**Фрагмент текста**
##############################

Роль индивидуального фактора в художественном творчестве и соответственно соотношение персонального и имперсонального действительно исторически менялись (речь об этом пойдет специально в последней части курса), однако в той мере, в какой художественное творчество является именно творчеством, а не механическим репродуцированием уже выработанных и алгоритмизированных программ, оно имплицитно содержит управляющую его действиями систему установок, которая и является методом данного вида человеческой деятельности. И необходимым он становится именно на той фазе творчества, на которой художник переходит от вынашивания замысла к его материальному воплощению, — оно немыслимо без той или иной программы действий, в той или иной степени осознанной, обдуманной; судить об этом можно уже по тому, что очень часто это формулируется художником в его дневниках и письмах, в беседах и речах, в статьях и трактатах, в индивидуальных и групповых манифестах.
Как бы ни была велика направляющая роль метода в художественном созидании, он не становится его алгоритмом, подобным методу научного исследования, потому что каждый творческий акт и подчиняется императивам метода, и отвергает его притязания из-за не менее властных зовов интуиции, которая импровизационно находит оптимальное решение специфической

С. 296

в каждом случае творческой задачи, тем самым вступая в противоречие с универсалистскими установками метода.
Нужно, разумеется, иметь в виду, что соотношение рационалистических принципов творческого метода и иррационально-интуитивных импульсов творчества исторически меняется: в культурах традиционных, безусловно, господствовали имперсональные и канонизированные принципы художественного формообразования, вплоть до жестких схем древневосточного искусства в зодчестве, скульптуре, настенной росписи или стойких фольклорных структур в песенно-поэтическом и танцевальном творчестве, в прикладных искусствах и архитектуре, а в европейской художественной культуре Нового времени нарастала индивидуальная вариативность творчества, дошедшая в XX в. до полного отказа от сознательной его целенаправленности во имя спонтанной, ничем не регулируемой игры фантазии. Опыт показывает, однако, что абсолютизация иррационалистической стихии не менее опасна для художественного творчества, чем его полное подчинение механистическому диктату рациональных установок претендующего на универсальность метода.

##############################

Записи, взятые из коллекции:
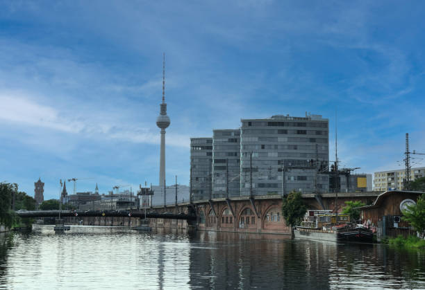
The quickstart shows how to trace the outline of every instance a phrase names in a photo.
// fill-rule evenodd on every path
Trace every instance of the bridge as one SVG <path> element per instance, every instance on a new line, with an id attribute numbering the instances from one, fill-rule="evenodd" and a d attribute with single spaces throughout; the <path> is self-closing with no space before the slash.
<path id="1" fill-rule="evenodd" d="M 21 217 L 56 217 L 59 213 L 62 217 L 139 217 L 144 219 L 144 211 L 142 210 L 22 210 L 17 211 L 17 215 Z M 194 215 L 184 212 L 146 212 L 147 218 L 195 220 Z"/>
<path id="2" fill-rule="evenodd" d="M 304 194 L 303 199 L 308 209 L 339 211 L 344 201 L 360 201 L 372 204 L 380 192 L 338 192 L 335 194 Z M 337 205 L 338 204 L 338 205 Z M 282 217 L 282 196 L 268 194 L 229 198 L 215 198 L 172 205 L 153 206 L 147 209 L 146 217 L 154 228 L 234 233 L 256 233 L 290 235 L 290 228 Z M 56 217 L 59 210 L 19 211 L 21 217 Z M 144 218 L 144 210 L 122 209 L 62 210 L 61 217 L 69 223 L 82 222 L 83 225 L 117 226 L 138 225 Z"/>

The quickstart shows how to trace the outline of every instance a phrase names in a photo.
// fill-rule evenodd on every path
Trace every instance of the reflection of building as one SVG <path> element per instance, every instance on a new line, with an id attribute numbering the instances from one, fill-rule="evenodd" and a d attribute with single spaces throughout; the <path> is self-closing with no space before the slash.
<path id="1" fill-rule="evenodd" d="M 37 203 L 40 204 L 44 201 L 43 193 L 44 192 L 44 183 L 42 182 L 39 178 L 37 182 L 34 183 L 34 199 Z"/>
<path id="2" fill-rule="evenodd" d="M 406 179 L 406 171 L 403 169 L 397 170 L 380 171 L 374 174 L 374 190 L 400 190 L 403 188 L 403 180 Z M 410 181 L 425 176 L 425 167 L 410 169 Z"/>
<path id="3" fill-rule="evenodd" d="M 194 200 L 208 199 L 212 187 L 212 138 L 190 138 L 190 183 Z"/>
<path id="4" fill-rule="evenodd" d="M 213 131 L 212 198 L 240 195 L 240 130 Z"/>

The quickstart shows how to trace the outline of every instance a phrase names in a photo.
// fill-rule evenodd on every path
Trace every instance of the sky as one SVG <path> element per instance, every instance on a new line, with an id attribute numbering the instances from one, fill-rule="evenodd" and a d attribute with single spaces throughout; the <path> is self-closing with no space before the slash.
<path id="1" fill-rule="evenodd" d="M 0 0 L 0 181 L 33 195 L 40 177 L 44 199 L 60 179 L 101 193 L 158 184 L 163 53 L 167 184 L 189 184 L 190 137 L 306 112 L 329 119 L 330 156 L 337 120 L 341 165 L 403 168 L 406 133 L 425 152 L 424 8 Z"/>

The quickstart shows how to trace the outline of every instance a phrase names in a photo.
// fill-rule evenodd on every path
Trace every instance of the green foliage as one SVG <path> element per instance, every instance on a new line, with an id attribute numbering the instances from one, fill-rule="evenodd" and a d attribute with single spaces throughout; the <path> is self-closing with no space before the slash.
<path id="1" fill-rule="evenodd" d="M 15 192 L 15 210 L 34 210 L 36 207 L 37 201 L 32 197 L 26 195 L 26 193 L 23 192 Z"/>
<path id="2" fill-rule="evenodd" d="M 303 201 L 301 193 L 293 190 L 282 200 L 282 215 L 286 220 L 287 226 L 294 226 L 301 221 L 307 211 Z"/>
<path id="3" fill-rule="evenodd" d="M 0 224 L 10 228 L 15 216 L 10 210 L 12 197 L 17 191 L 17 184 L 0 183 Z"/>
<path id="4" fill-rule="evenodd" d="M 425 231 L 425 194 L 417 199 L 416 204 L 408 206 L 407 208 L 403 210 L 403 219 L 407 221 L 422 236 Z"/>
<path id="5" fill-rule="evenodd" d="M 388 239 L 388 244 L 398 247 L 416 248 L 425 249 L 425 239 L 410 235 L 405 239 L 402 235 L 399 235 L 394 239 Z"/>
<path id="6" fill-rule="evenodd" d="M 425 191 L 425 177 L 421 177 L 410 183 L 412 190 Z"/>
<path id="7" fill-rule="evenodd" d="M 42 202 L 40 205 L 42 210 L 59 210 L 59 201 L 57 199 L 49 199 Z"/>
<path id="8" fill-rule="evenodd" d="M 360 210 L 356 208 L 360 208 L 360 206 L 365 206 L 361 201 L 345 201 L 345 206 L 342 208 L 342 213 L 344 215 L 349 215 L 350 216 L 350 221 L 358 221 L 360 219 Z"/>

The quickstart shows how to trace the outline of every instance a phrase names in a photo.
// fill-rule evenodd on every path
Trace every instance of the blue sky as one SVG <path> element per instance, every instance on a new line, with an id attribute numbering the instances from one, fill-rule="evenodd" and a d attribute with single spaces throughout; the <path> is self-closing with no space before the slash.
<path id="1" fill-rule="evenodd" d="M 40 176 L 45 199 L 60 179 L 157 184 L 162 52 L 170 182 L 189 183 L 190 137 L 306 111 L 334 128 L 338 110 L 342 165 L 402 167 L 405 133 L 425 152 L 424 6 L 0 1 L 0 179 Z"/>

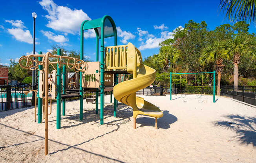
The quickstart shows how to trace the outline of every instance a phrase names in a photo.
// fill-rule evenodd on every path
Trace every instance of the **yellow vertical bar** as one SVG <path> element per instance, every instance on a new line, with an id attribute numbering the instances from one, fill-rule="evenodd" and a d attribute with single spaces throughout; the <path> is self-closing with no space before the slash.
<path id="1" fill-rule="evenodd" d="M 115 67 L 118 67 L 118 54 L 117 53 L 115 52 L 116 51 L 116 47 L 114 47 L 113 48 L 114 50 L 114 54 L 115 54 Z"/>

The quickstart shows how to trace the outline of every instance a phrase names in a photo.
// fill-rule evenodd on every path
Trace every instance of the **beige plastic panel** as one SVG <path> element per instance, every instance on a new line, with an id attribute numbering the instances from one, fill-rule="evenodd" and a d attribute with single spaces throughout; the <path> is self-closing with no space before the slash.
<path id="1" fill-rule="evenodd" d="M 51 72 L 50 76 L 50 94 L 51 99 L 55 100 L 56 97 L 56 71 L 53 70 Z"/>
<path id="2" fill-rule="evenodd" d="M 104 73 L 104 85 L 113 85 L 113 74 L 108 73 Z"/>
<path id="3" fill-rule="evenodd" d="M 100 62 L 87 62 L 88 69 L 82 73 L 82 87 L 83 88 L 99 88 L 100 85 Z M 96 71 L 98 70 L 98 73 Z"/>
<path id="4" fill-rule="evenodd" d="M 68 83 L 69 82 L 69 79 L 68 78 L 68 76 L 69 76 L 69 72 L 68 72 L 66 73 L 66 85 L 65 86 L 65 88 L 66 89 L 69 89 L 69 87 L 68 86 Z"/>
<path id="5" fill-rule="evenodd" d="M 44 72 L 39 71 L 39 81 L 38 83 L 39 97 L 42 98 L 44 96 Z"/>
<path id="6" fill-rule="evenodd" d="M 126 69 L 127 65 L 128 45 L 108 46 L 105 49 L 107 69 Z"/>
<path id="7" fill-rule="evenodd" d="M 79 89 L 79 72 L 76 72 L 75 74 L 75 89 Z"/>

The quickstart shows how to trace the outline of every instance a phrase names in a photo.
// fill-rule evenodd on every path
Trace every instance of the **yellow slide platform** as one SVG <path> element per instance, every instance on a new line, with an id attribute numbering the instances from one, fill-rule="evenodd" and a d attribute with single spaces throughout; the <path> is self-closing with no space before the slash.
<path id="1" fill-rule="evenodd" d="M 140 51 L 131 43 L 124 45 L 106 47 L 105 63 L 107 69 L 126 70 L 133 74 L 133 79 L 119 83 L 113 88 L 115 98 L 118 101 L 132 107 L 133 109 L 133 128 L 136 128 L 136 118 L 144 115 L 157 118 L 163 113 L 157 107 L 136 96 L 136 92 L 153 83 L 155 78 L 155 70 L 144 65 Z"/>

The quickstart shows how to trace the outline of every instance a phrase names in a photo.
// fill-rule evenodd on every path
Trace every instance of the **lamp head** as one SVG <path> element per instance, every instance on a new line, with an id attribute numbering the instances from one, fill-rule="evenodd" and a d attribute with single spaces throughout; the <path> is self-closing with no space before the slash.
<path id="1" fill-rule="evenodd" d="M 35 13 L 35 12 L 32 13 L 32 17 L 33 18 L 35 19 L 36 18 L 37 18 L 37 14 L 36 14 L 36 13 Z"/>

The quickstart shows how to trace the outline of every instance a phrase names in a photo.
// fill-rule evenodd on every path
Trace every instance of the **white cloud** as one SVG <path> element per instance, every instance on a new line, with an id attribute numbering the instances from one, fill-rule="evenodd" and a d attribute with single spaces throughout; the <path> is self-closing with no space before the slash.
<path id="1" fill-rule="evenodd" d="M 141 28 L 137 28 L 137 33 L 139 34 L 140 37 L 142 37 L 143 36 L 148 34 L 148 31 L 143 31 Z"/>
<path id="2" fill-rule="evenodd" d="M 146 49 L 154 49 L 159 47 L 159 43 L 169 38 L 173 38 L 172 36 L 174 33 L 164 31 L 161 33 L 160 38 L 150 38 L 148 39 L 145 42 L 142 43 L 142 45 L 139 47 L 139 49 L 142 50 Z"/>
<path id="3" fill-rule="evenodd" d="M 0 65 L 3 65 L 4 66 L 9 66 L 10 65 L 10 63 L 0 63 Z"/>
<path id="4" fill-rule="evenodd" d="M 140 28 L 137 28 L 137 33 L 139 34 L 138 40 L 142 41 L 146 38 L 154 38 L 155 36 L 152 34 L 150 34 L 148 31 L 143 31 Z"/>
<path id="5" fill-rule="evenodd" d="M 33 43 L 33 38 L 29 30 L 23 30 L 20 28 L 11 28 L 7 29 L 7 31 L 16 40 L 28 43 Z M 38 42 L 35 42 L 36 44 L 39 43 Z"/>
<path id="6" fill-rule="evenodd" d="M 46 50 L 46 51 L 47 51 L 47 52 L 49 52 L 50 53 L 51 53 L 51 52 L 53 51 L 53 49 L 47 49 Z"/>
<path id="7" fill-rule="evenodd" d="M 155 29 L 159 29 L 161 30 L 163 30 L 164 29 L 167 29 L 168 27 L 166 26 L 165 26 L 164 24 L 162 24 L 161 25 L 157 26 L 157 25 L 154 25 L 154 28 Z"/>
<path id="8" fill-rule="evenodd" d="M 15 27 L 14 28 L 7 29 L 7 31 L 16 40 L 28 43 L 33 43 L 33 38 L 30 32 L 27 30 L 23 29 L 23 28 L 27 27 L 24 26 L 24 23 L 21 20 L 6 20 L 5 22 L 10 23 L 12 26 Z M 38 42 L 35 42 L 36 44 L 39 43 Z"/>
<path id="9" fill-rule="evenodd" d="M 91 20 L 82 10 L 59 6 L 52 0 L 42 0 L 39 3 L 48 12 L 45 16 L 48 20 L 46 26 L 66 34 L 79 33 L 82 21 Z"/>
<path id="10" fill-rule="evenodd" d="M 133 39 L 135 38 L 135 35 L 130 32 L 127 32 L 125 31 L 122 31 L 120 27 L 117 27 L 117 36 L 122 38 L 123 39 L 121 40 L 121 42 L 123 43 L 126 43 L 127 40 Z"/>
<path id="11" fill-rule="evenodd" d="M 29 55 L 29 54 L 33 54 L 33 51 L 32 51 L 31 52 L 27 52 L 26 53 L 26 55 Z M 45 53 L 43 53 L 43 54 L 45 54 Z M 35 54 L 38 54 L 38 53 L 36 51 L 35 52 Z M 17 58 L 18 58 L 18 61 L 19 58 L 15 58 L 15 60 L 16 60 Z M 15 62 L 16 62 L 15 60 Z"/>
<path id="12" fill-rule="evenodd" d="M 68 39 L 66 38 L 64 36 L 60 34 L 56 34 L 49 31 L 45 31 L 41 30 L 44 36 L 47 37 L 48 39 L 51 40 L 56 42 L 63 43 L 66 41 L 68 41 Z"/>
<path id="13" fill-rule="evenodd" d="M 90 58 L 91 58 L 91 57 L 90 56 L 86 56 L 86 56 L 84 56 L 84 59 L 86 59 L 86 58 L 90 59 Z"/>
<path id="14" fill-rule="evenodd" d="M 24 25 L 24 23 L 23 23 L 21 20 L 5 20 L 5 22 L 11 23 L 12 26 L 14 26 L 18 28 L 20 28 L 21 29 L 22 29 L 22 28 L 27 28 L 27 27 Z"/>
<path id="15" fill-rule="evenodd" d="M 172 32 L 169 32 L 168 31 L 161 32 L 160 33 L 161 35 L 159 38 L 155 37 L 153 35 L 150 36 L 151 34 L 148 34 L 148 33 L 146 33 L 144 34 L 145 35 L 145 37 L 147 37 L 148 38 L 146 39 L 145 42 L 142 42 L 141 43 L 141 45 L 139 47 L 139 49 L 142 50 L 147 49 L 154 49 L 158 47 L 159 43 L 169 38 L 173 38 L 174 36 L 172 35 L 175 33 L 175 32 L 176 32 L 177 28 L 179 28 L 180 30 L 183 30 L 184 29 L 184 28 L 180 25 L 177 28 L 176 28 L 174 30 L 172 31 Z M 141 29 L 139 28 L 137 28 L 137 31 L 138 31 L 138 29 L 139 30 L 140 29 L 141 30 Z M 139 32 L 138 31 L 138 33 Z M 139 35 L 139 33 L 138 34 Z M 141 41 L 143 40 L 143 39 L 141 38 L 140 40 Z M 140 41 L 140 40 L 139 40 L 139 41 Z"/>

##############################

**Цель упражнения**
Перечислите, пожалуйста, все формы, в которых, согласно фрагменту, художник часто формулирует свою программу действий. Данные здесь не используются.

**Ответ**
Дневники, письма, беседы, речи, статьи, трактаты, индивидуальные и групповые манифесты.